* [Excerpted passage]
============================================================

For years, what’s been beaten into our head?
Drive all social traffic back to our corporate blog and/or web site.
We own that content.
We can drive leads on our site.
We can track user behavior more accurately.
Drive all social traffic back to our corporate blog and/or web site.
And, for the most part, that’s been true. We have been doing that. And, it’s been working.
Except here’s the thing: I’m not 100 percent sure that’s true anymore.
Hear me out.
Let me give you an example.
Dave Kerpen is a agency owner and big-time influencer in the social space. If you’ve been online long, you know Dave’s been a fairly big deal for a long time. He’s owner of Likeable Local, a long-time influencer and now, a LinkedIn “Influencer.”
Dave’s business is social media and digital marketing consulting. B2B. Straight up. His company has a corporate blog. But, he doesn’t show up there much.
Where does he show up? LinkedIn. In a big way.
Dave blogs using LinkedIn’s publisher feature on a regular basis. He was part of the early “Influencer” program, so he had a big edge. But still–he’s out there posting on a regular basis. In fact, Dave’s made 184 posts on LinkedIn since he started writing there in January 2013.

============================================================

* [Exercise requirements] Continue the passage on posting content to LinkedIn instead of a corporate blog, starting after its final sentence. The listing that comes next is from a separate source.

============================================================

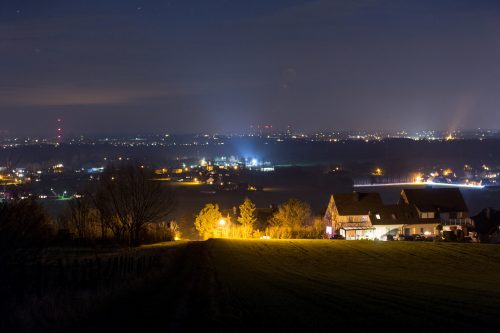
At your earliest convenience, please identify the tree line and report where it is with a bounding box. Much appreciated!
[0,164,180,259]
[194,198,326,239]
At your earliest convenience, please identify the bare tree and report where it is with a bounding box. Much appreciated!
[94,164,175,245]
[68,197,99,239]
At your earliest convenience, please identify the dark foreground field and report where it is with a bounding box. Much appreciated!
[73,240,500,332]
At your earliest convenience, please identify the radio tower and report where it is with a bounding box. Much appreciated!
[56,118,64,144]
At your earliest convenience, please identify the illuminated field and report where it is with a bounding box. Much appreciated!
[210,240,500,331]
[90,240,500,332]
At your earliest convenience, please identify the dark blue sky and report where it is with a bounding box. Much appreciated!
[0,0,500,134]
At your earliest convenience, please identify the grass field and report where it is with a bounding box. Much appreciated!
[77,240,500,332]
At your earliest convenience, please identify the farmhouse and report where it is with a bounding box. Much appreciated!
[324,189,473,239]
[400,188,474,231]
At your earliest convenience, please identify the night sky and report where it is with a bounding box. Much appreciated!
[0,0,500,135]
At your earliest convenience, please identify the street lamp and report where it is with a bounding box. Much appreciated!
[219,219,226,238]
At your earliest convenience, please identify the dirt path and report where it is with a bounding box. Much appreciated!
[78,242,227,332]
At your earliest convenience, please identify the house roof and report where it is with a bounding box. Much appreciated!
[370,204,418,225]
[401,188,468,212]
[472,208,500,234]
[332,192,383,215]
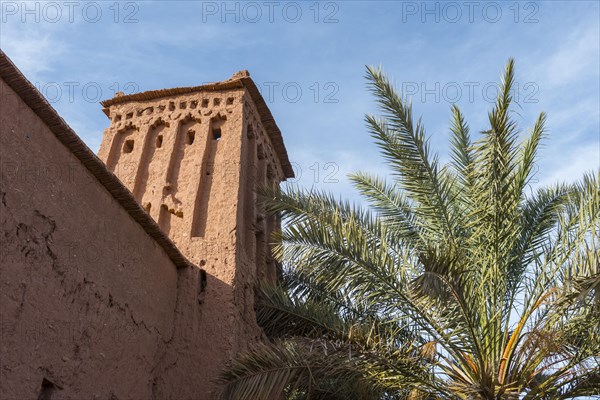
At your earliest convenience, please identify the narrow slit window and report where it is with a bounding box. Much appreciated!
[187,129,196,144]
[213,128,221,140]
[123,139,133,153]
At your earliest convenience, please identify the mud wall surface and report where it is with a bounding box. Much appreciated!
[0,76,182,400]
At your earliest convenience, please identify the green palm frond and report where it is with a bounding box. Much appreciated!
[220,59,600,400]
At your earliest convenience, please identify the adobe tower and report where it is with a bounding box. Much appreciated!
[98,71,293,398]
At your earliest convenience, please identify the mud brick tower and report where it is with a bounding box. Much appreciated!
[98,71,293,398]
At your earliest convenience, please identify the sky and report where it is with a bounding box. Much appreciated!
[0,1,600,200]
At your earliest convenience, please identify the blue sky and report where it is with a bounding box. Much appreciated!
[0,1,600,199]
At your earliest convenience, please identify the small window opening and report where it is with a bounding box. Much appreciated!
[123,139,133,153]
[213,128,221,140]
[187,129,196,144]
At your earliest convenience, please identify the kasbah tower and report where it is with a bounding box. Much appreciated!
[98,71,293,391]
[0,51,294,400]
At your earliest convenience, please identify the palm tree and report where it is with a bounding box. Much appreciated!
[219,60,600,399]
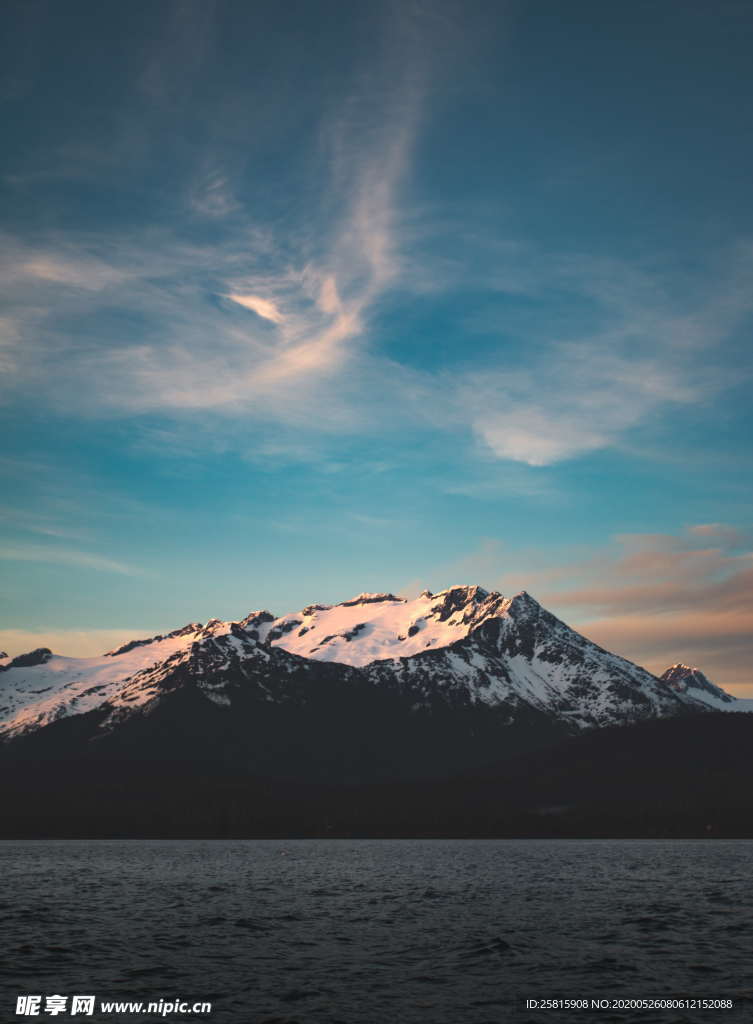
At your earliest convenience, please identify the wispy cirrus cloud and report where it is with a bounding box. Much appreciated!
[0,628,154,657]
[0,544,144,577]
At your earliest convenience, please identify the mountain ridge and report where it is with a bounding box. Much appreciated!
[0,586,748,737]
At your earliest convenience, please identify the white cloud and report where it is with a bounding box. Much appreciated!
[0,544,143,575]
[225,295,284,324]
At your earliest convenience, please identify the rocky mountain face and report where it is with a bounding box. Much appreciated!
[0,587,742,778]
[659,665,737,711]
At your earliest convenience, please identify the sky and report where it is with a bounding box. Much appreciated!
[0,0,753,696]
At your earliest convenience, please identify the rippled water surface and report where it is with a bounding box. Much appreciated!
[0,840,753,1024]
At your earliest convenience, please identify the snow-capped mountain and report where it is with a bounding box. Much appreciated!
[659,664,753,711]
[0,587,747,749]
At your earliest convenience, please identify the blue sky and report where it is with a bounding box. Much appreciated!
[0,0,753,693]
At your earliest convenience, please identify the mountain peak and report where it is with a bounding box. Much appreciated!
[659,662,735,707]
[336,594,406,608]
[2,647,52,670]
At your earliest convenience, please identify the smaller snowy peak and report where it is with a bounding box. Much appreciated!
[659,663,737,707]
[0,647,52,671]
[104,620,204,657]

============================================================

* [Reply]
And, his posts are getting big-time traction.
Take this post, for example, from March. As you can see, the post has generated more than 700,000 views, more than 4,000 like and more than 600 comments.
Those are big numbers. Numbers, I dare say, he wouldn’t get on his blog these days. And, more importantly, he’s reaching the RIGHT people. After all, LinkedIn is widely regarded as THE professional network. It’s full of people looking for jobs, tips and advice in the business world.
Now, Dave does include multiple links within each post back to the Likeable site. But, he’s choosing to post on LinkedIn–not his blog.
Another example: Medium. You know, the tool Ev Williams created as an ad-hoc blogging platform for those without a blog.
We continue to see people and brand posting here (including Periscope, which uses Medium as its blog, as far as I can tell).
For example, you probably remember Hank Green’s post from a couple months ago.
The angle: Green basically ripped Facebook’s engagement metrics for videos to shreds. It created quite the hub-bub among internet and social media types.
And he chose to publish it on Medium–not his personal site (YouTube, in this case, where he has more than 2 million subscribers).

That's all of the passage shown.